* START Recorded information *
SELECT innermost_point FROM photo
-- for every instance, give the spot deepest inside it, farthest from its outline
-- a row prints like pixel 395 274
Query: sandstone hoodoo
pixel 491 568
* END Recorded information *
▶ [Task requirements]
Reproduce every one of the lines above word for word, with no changes.

▶ [Response below]
SELECT innermost_point FROM photo
-- for every instance, give the spot deepest inside it, farthest from its outline
-- a row prints like pixel 395 274
Query: sandstone hoodoo
pixel 491 568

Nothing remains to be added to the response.